JOB:
Are you able to retype all the records below exactly?

Excerpts of location labeling data:
^^^^^^^^

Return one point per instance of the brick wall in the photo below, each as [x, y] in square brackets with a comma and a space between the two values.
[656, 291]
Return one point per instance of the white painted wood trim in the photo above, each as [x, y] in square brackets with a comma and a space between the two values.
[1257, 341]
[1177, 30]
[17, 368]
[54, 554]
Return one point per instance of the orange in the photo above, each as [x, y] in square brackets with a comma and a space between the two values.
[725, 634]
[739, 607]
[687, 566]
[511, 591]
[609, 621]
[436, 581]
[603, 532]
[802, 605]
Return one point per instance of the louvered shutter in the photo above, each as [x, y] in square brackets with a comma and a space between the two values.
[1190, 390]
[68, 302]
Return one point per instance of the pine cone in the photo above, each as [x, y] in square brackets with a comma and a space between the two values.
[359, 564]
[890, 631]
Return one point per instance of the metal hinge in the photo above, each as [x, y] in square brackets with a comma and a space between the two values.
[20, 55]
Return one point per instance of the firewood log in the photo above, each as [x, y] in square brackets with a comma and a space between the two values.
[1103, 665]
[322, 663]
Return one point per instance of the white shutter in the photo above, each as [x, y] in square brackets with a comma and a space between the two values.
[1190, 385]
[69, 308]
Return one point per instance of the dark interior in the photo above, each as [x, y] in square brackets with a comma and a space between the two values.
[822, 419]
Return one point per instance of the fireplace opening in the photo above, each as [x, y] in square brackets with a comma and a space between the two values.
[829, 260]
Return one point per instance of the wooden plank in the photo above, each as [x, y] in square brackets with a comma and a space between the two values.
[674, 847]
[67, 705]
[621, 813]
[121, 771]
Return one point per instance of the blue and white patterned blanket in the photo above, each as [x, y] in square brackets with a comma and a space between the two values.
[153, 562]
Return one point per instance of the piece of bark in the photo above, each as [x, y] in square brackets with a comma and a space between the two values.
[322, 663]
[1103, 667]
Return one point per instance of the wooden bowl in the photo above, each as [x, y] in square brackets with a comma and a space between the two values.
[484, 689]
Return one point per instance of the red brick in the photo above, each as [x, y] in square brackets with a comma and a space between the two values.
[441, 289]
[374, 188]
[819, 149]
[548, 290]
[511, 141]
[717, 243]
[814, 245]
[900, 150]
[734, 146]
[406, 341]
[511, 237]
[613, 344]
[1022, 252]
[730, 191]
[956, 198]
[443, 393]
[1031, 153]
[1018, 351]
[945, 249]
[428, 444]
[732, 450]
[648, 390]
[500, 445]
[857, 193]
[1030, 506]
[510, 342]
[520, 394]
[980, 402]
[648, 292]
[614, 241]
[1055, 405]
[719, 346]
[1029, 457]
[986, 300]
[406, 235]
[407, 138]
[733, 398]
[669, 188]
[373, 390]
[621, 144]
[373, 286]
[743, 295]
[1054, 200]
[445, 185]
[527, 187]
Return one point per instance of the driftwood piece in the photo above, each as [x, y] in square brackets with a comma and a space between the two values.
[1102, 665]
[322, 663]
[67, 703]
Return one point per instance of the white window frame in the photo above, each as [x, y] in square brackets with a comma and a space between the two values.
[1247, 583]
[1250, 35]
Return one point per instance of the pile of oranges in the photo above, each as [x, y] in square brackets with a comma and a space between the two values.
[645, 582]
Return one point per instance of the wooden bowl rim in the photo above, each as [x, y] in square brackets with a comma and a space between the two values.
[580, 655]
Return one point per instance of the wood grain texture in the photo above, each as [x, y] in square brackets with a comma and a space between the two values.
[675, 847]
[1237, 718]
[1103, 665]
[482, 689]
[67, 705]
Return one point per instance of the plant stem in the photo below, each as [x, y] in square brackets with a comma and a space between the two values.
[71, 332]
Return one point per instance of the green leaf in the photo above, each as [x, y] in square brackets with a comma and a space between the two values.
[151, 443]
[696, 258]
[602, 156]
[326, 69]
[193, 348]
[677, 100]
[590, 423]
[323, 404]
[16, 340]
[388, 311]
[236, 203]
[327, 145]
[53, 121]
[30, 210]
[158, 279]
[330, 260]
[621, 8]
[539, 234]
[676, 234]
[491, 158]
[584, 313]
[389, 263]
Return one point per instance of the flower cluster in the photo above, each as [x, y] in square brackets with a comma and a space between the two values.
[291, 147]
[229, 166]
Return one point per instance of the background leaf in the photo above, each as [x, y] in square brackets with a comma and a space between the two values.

^^^^^^^^

EXERCISE SOLUTION:
Return one point per instance of the brick wall in the photo below, each as [x, y] in square brackets with a comma and a space between the two values.
[656, 291]
Return one point per instance of the white painted wood trim in the photo above, each as [x, y] in square brackets with a comma and a space between the two values.
[1257, 341]
[1177, 30]
[17, 368]
[54, 554]
Return one point per instance of the orange in the photo above, each as [x, y] in square brackets with a comma and a space between the two values.
[725, 634]
[739, 607]
[687, 566]
[511, 591]
[609, 621]
[436, 581]
[603, 532]
[802, 605]
Return one point per instance of the louvered shutter in the photo above, each as [x, y] in square brackets with a comma and a space between the two values.
[1190, 390]
[68, 302]
Return one point per instance of the pine cone in the photo above, each as [x, y] in square brackets with a comma and a space between the two values.
[359, 564]
[890, 631]
Return one point per instance of the metal hinge in the photo above, each as [x, y] in square brackets with a comma and a space between the two values.
[20, 55]
Return one point per instance of the firewood log in the photo above, each as [x, y] in square brackets with a comma and a space between the two values.
[1103, 665]
[322, 663]
Return one point per instance of the white shutter in the photo above, each as [x, y] in square brackets with a comma and a space between the two values.
[1190, 385]
[69, 308]
Return one point per instance of the dark interior in the photo above, each as [x, y] in square brackets with a comma and a space between the two values.
[822, 419]
Return one point per instance of the fireplace opening in the photo above, each as [x, y] in square brackets with a comma and a space between the two values.
[829, 260]
Return one point per instance of the wooden plank in the photo above, each as [x, y] in square brackets with a comma and a space between the two values.
[674, 847]
[67, 705]
[621, 813]
[121, 771]
Return one point per instance of the blue and white patterned blanket in the photo above, each as [x, y] in square brackets with a comma and a space between the two values.
[153, 562]
Return one point per instance of the piece of bark in the photo above, each as [x, y] in square brackets with a comma and a space between the two values.
[322, 663]
[1103, 667]
Return one point per instance of the wooden bowl in the photo above, each as [x, y] in square brackets with a comma and a space between the two values.
[484, 689]
Return one point per instance of the red brick in the photo above, each as [x, y] in square brackets with a comma and a space between the two values.
[441, 289]
[374, 188]
[819, 149]
[548, 290]
[511, 141]
[717, 243]
[814, 245]
[900, 150]
[734, 146]
[406, 341]
[511, 237]
[613, 344]
[1022, 252]
[730, 191]
[956, 198]
[443, 393]
[1031, 153]
[1018, 351]
[945, 249]
[428, 444]
[732, 450]
[648, 390]
[500, 445]
[857, 193]
[1030, 506]
[510, 342]
[520, 394]
[980, 402]
[648, 292]
[614, 241]
[1055, 405]
[719, 346]
[1029, 457]
[986, 300]
[406, 235]
[407, 138]
[733, 398]
[669, 188]
[373, 390]
[621, 144]
[373, 286]
[743, 295]
[1054, 200]
[445, 185]
[527, 187]
Return one point per instance of the driftwood piece in the photo above, each as [x, y] in square brackets with a comma and a space between the two values.
[1102, 665]
[322, 663]
[67, 703]
Return one point per instance of the white window frame in the photo above, each as [x, y] in square brackets with a comma and a space between the two values.
[1247, 583]
[1250, 35]
Return one point per instance of the pile of oranges in the photo above, each as [x, y] in square brackets with a comma and a space between the two values.
[645, 582]
Return one point per instance of the wooden bowl rim in the photo above, each as [x, y] in square brackets with a comma and a space between the two values.
[580, 655]
Return one point per instance of the wood grain texture in the photo above, each as [x, y] in square brackets with a comma and a space between the two values.
[675, 847]
[1237, 718]
[1103, 665]
[482, 689]
[67, 705]
Return one point per instance of the plant stem in the photo below, each as [x, y] in square brackets with a comma and a space between the two values.
[71, 332]
Return one point per instance of the green leaf in the photo above, each as [x, y] in square brackets with a comma and a space between the two values.
[151, 443]
[696, 258]
[602, 156]
[326, 69]
[193, 348]
[677, 100]
[590, 423]
[323, 404]
[16, 340]
[388, 311]
[236, 203]
[327, 145]
[53, 121]
[30, 210]
[158, 279]
[330, 260]
[621, 8]
[539, 234]
[676, 234]
[491, 158]
[584, 313]
[389, 263]
Return one point per instance of the flower cluster in the photo above, each as [x, y] in square brackets with a comma and a space between the two values.
[291, 147]
[229, 166]
Return one point per instance of the background leaf in the photo above, each as [x, y] in square brackets with a comma and a space between the two values.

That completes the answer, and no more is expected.